_WHAT YOU HAVE TO DO_: Can you rewrite the rows below, replacing every "dot" with "marker" and leaving all else unchanged? Omit the pictures from your answer.

Excerpts of location labeling data
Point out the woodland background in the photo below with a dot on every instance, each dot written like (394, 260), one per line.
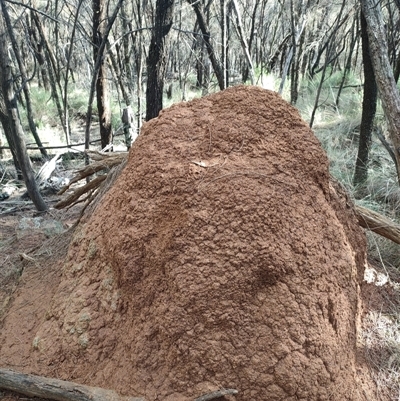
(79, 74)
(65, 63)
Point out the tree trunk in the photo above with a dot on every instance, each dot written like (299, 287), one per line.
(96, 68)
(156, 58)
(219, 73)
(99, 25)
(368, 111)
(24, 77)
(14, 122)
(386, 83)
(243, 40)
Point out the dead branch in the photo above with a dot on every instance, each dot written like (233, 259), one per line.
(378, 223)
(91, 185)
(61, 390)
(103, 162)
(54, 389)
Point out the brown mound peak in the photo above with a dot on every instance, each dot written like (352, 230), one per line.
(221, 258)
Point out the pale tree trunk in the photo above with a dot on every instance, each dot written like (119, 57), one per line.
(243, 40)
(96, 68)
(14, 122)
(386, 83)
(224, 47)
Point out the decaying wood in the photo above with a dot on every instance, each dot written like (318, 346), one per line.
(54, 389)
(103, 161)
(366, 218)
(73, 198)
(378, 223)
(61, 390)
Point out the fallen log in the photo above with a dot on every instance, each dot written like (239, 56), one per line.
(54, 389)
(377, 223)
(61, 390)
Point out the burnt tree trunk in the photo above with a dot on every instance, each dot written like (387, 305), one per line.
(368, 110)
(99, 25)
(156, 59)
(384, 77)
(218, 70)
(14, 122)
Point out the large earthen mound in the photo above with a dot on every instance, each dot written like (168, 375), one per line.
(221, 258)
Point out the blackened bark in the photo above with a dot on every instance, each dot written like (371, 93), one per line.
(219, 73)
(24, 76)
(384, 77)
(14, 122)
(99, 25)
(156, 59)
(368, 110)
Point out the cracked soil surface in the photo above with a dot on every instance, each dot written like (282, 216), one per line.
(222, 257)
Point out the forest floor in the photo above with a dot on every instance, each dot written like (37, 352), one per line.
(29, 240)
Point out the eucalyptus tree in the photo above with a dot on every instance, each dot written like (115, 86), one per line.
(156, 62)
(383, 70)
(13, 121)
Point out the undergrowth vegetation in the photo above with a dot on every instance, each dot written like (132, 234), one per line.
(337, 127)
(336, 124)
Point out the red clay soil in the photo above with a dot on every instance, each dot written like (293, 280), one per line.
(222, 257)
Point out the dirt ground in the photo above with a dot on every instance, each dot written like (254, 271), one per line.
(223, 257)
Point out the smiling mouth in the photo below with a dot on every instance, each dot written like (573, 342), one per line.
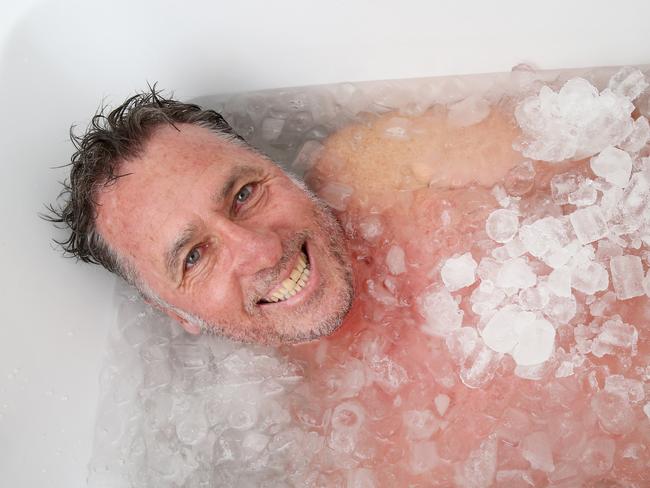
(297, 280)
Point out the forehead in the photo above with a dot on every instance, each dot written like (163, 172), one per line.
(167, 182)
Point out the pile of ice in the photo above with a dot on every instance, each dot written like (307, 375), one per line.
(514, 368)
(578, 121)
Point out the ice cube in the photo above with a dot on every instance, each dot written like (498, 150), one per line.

_COMPLETED TASK_:
Point out the woodland background in the photo below with a marker on every instance, each marker written like (394, 260), one per line.
(79, 74)
(65, 63)
Point out the tree trunk in the photo above with a marker on every instance, each marker written like (299, 287), one per line.
(96, 68)
(156, 58)
(219, 73)
(99, 25)
(368, 111)
(24, 77)
(14, 122)
(386, 83)
(243, 40)
Point out the dead branch in the photo above with a marker on every instance, each marker written like (233, 259), one per line.
(378, 223)
(91, 185)
(61, 390)
(103, 162)
(54, 389)
Point out the brown mound peak in the photo above with a marker on every instance, each marker written like (352, 230), one per line.
(221, 258)
Point out the pale tree trunk in the photo above with a marker on every instance, each marker written like (119, 57), one per line.
(243, 40)
(96, 68)
(14, 122)
(386, 83)
(224, 47)
Point out the decaying wood in the photo above with a marker on every instance, each marker written like (318, 346), one per line.
(54, 389)
(103, 161)
(366, 218)
(73, 198)
(378, 223)
(61, 390)
Point out the fallen log in the photo above with a marker on every instance, each marker written like (239, 56), one per line.
(54, 389)
(377, 223)
(61, 390)
Point out the burnt tree trunk in the photo above with a marker on every instance, each marker written like (387, 305), one per line.
(368, 110)
(99, 25)
(156, 59)
(384, 77)
(218, 70)
(14, 122)
Point out the large earthen mound in the photo above with a marker on every instance, each marker written like (168, 375), one per line.
(221, 258)
Point out the blackened bark in the photo above with a marker on every instance, each marker written like (371, 93), one per line.
(219, 73)
(24, 76)
(384, 77)
(14, 122)
(99, 25)
(156, 59)
(368, 110)
Point out the cracked soil surface in the photo above with a marker on every instance, each marker written like (282, 216), one per line.
(222, 257)
Point out the forest floor in the photo above with a marker on every instance, each marker written like (37, 352), one per line.
(29, 240)
Point out the eucalyptus tree in the photo above with a marker on every instance, each marker written like (115, 86), one per line.
(156, 62)
(383, 70)
(13, 121)
Point out the undergrowth vegetation in the photo above with a marker on every instance, each marker written like (132, 234), one per line.
(337, 127)
(336, 124)
Point out the red clay soil in the photo above with a marker on every instance, each marker written like (293, 280), one per line.
(222, 257)
Point out the dirt ground in the photo above with a marker on every instance, each marker written like (254, 271), one per line.
(223, 257)
Point out the smiling mouth in the photo below with a marker on every instance, each marker written like (573, 342), one per line.
(297, 280)
Point out the forehead in the photo above with a marker on every instance, each marker written like (163, 172), one per line.
(167, 182)
Point out the pile of ice in the photo above with a marker on every instance, each marker written like (307, 375), one per line.
(514, 368)
(578, 121)
Point out the ice cube in the photo above with a marker on every instance, each marker written like (498, 150), one per line.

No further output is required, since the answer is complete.